=== Page text ===
Okay, yeah, and I can elaborate on that. So we do have the usual suspects. We do actually see the – I don't know if you've heard me speak before, but so we have Android on the IVIO on the automotive, but there is not a whole lot of change. There is Flutter, that the Flutter was coming, and that was kind of at the recent – emerging technology came from mobile and web, and they were kind of making inroads into embedded. We don't see them that much anymore, and as far as I know, they're more in a maintenance mode nowadays, and they've got back on their development. We do see Unity. Unity is very good on the 3D, and on advanced 3D, if you want to have the very – a very nice looking 3d then unity is a it's a good choice however it consumes more hardware so you need to have more powerful hardware more expensive hardware and the it's fairly expensive on on on the per item cost on Unity is much higher than on our pricing, for example. So what we now see is that on kind of our good times, we saw Unity being used also on kind of our middle-tier automotive, middle-tier cars, whereas now we see that customers are looking at cheaper offerings for low and middle tier and Unity can be used only on a high tier vehicles. So basically this cost pressure is on that sense it's working on our benefit rather than and more against Unity. So we don't see a change over there. And we don't see at this point of time, we don't see any new technologies that would be coming into our territory. And like I said before, we don't have any customer – our customer churn is the same that it's been for years. And that's kind of a natural – I would say natural churn that the project's ending and whatnot. We don't – we haven't seen that, and we haven't seen any reduction on the number of the deals we're making. So we're selling the – we're selling – As well as before, even a bit better on a number of deals, but the actual sizes are smaller.

=== Stated problem ===
Retype the spoken remarks on competing technologies above in full, word for word. The records are separate material with no connection to the remarks above.

=== Entries provided ===

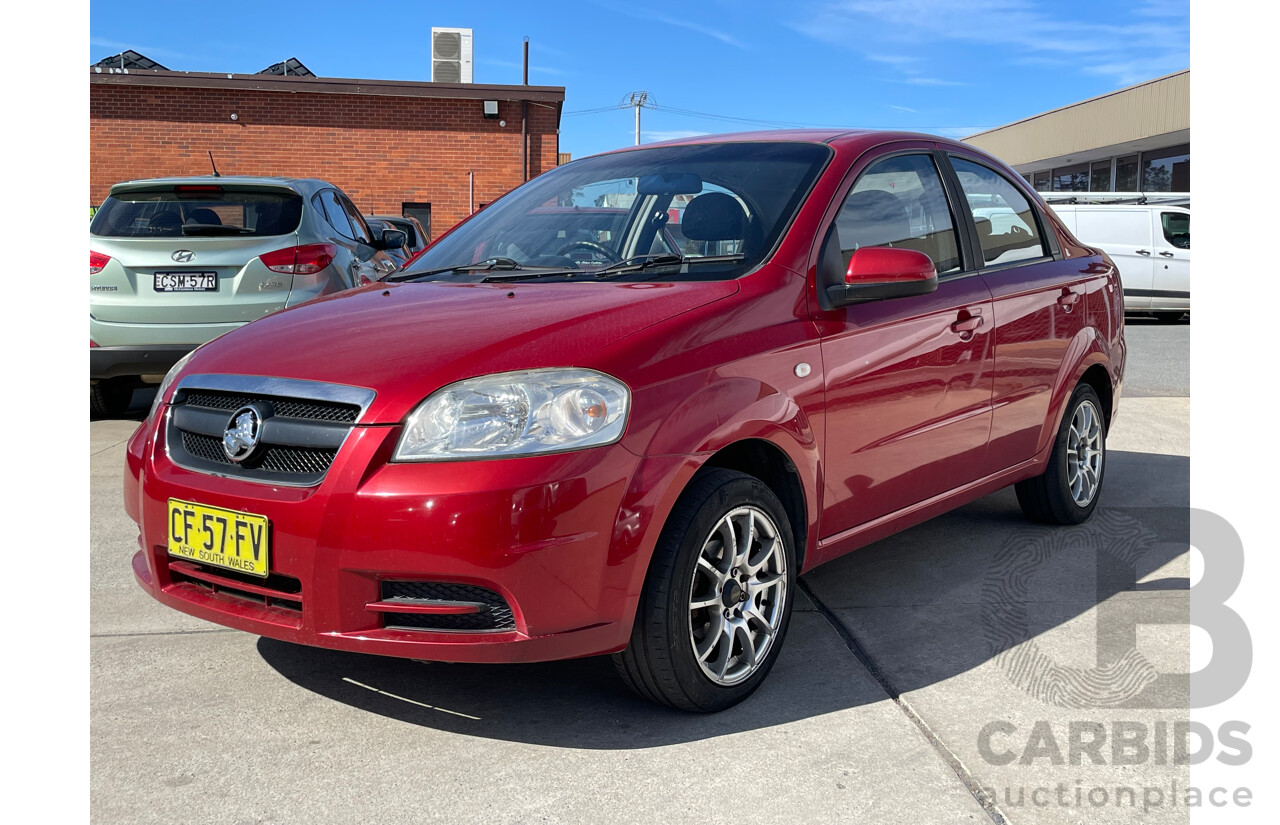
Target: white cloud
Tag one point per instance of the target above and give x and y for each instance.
...
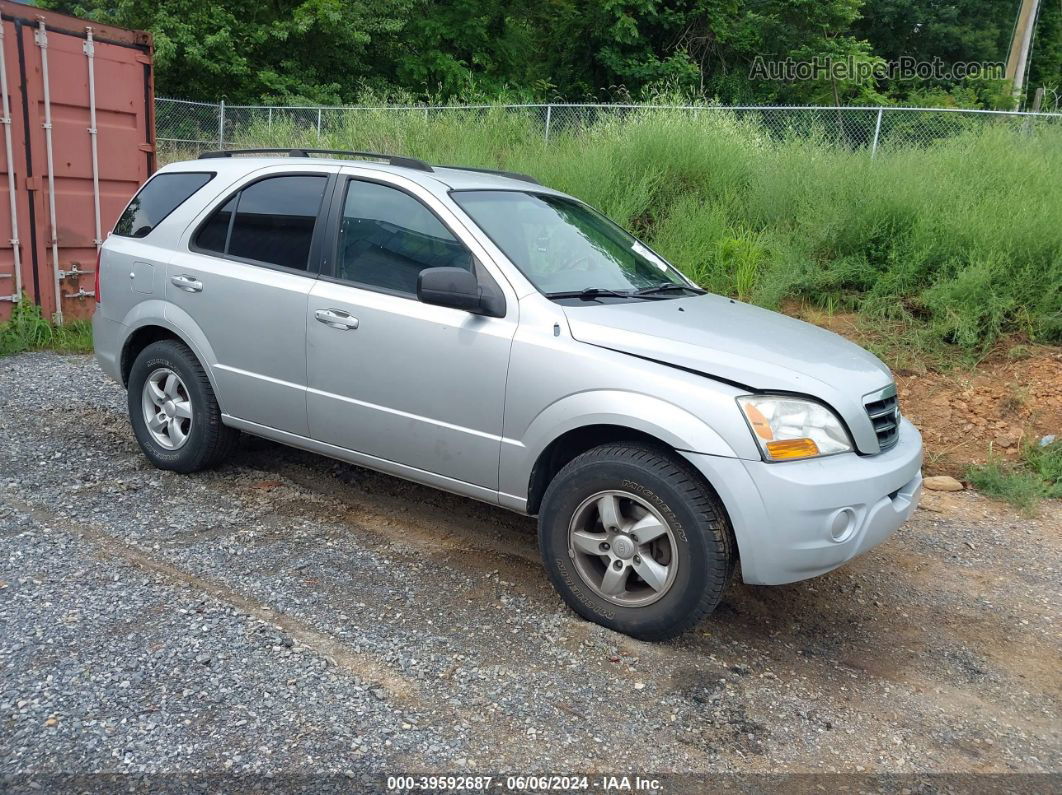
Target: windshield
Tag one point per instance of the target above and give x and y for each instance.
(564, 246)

=== Written answer ===
Okay, yeah, and I can elaborate on that. So we do have the usual suspects. We do actually see the – I don't know if you've heard me speak before, but so we have Android on the IVIO on the automotive, but there is not a whole lot of change. There is Flutter, that the Flutter was coming, and that was kind of at the recent – emerging technology came from mobile and web, and they were kind of making inroads into embedded. We don't see them that much anymore, and as far as I know, they're more in a maintenance mode nowadays, and they've got back on their development. We do see Unity. Unity is very good on the 3D, and on advanced 3D, if you want to have the very – a very nice looking 3d then unity is a it's a good choice however it consumes more hardware so you need to have more powerful hardware more expensive hardware and the it's fairly expensive on on on the per item cost on Unity is much higher than on our pricing, for example. So what we now see is that on kind of our good times, we saw Unity being used also on kind of our middle-tier automotive, middle-tier cars, whereas now we see that customers are looking at cheaper offerings for low and middle tier and Unity can be used only on a high tier vehicles. So basically this cost pressure is on that sense it's working on our benefit rather than and more against Unity. So we don't see a change over there. And we don't see at this point of time, we don't see any new technologies that would be coming into our territory. And like I said before, we don't have any customer – our customer churn is the same that it's been for years. And that's kind of a natural – I would say natural churn that the project's ending and whatnot. We don't – we haven't seen that, and we haven't seen any reduction on the number of the deals we're making. So we're selling the – we're selling – As well as before, even a bit better on a number of deals, but the actual sizes are smaller.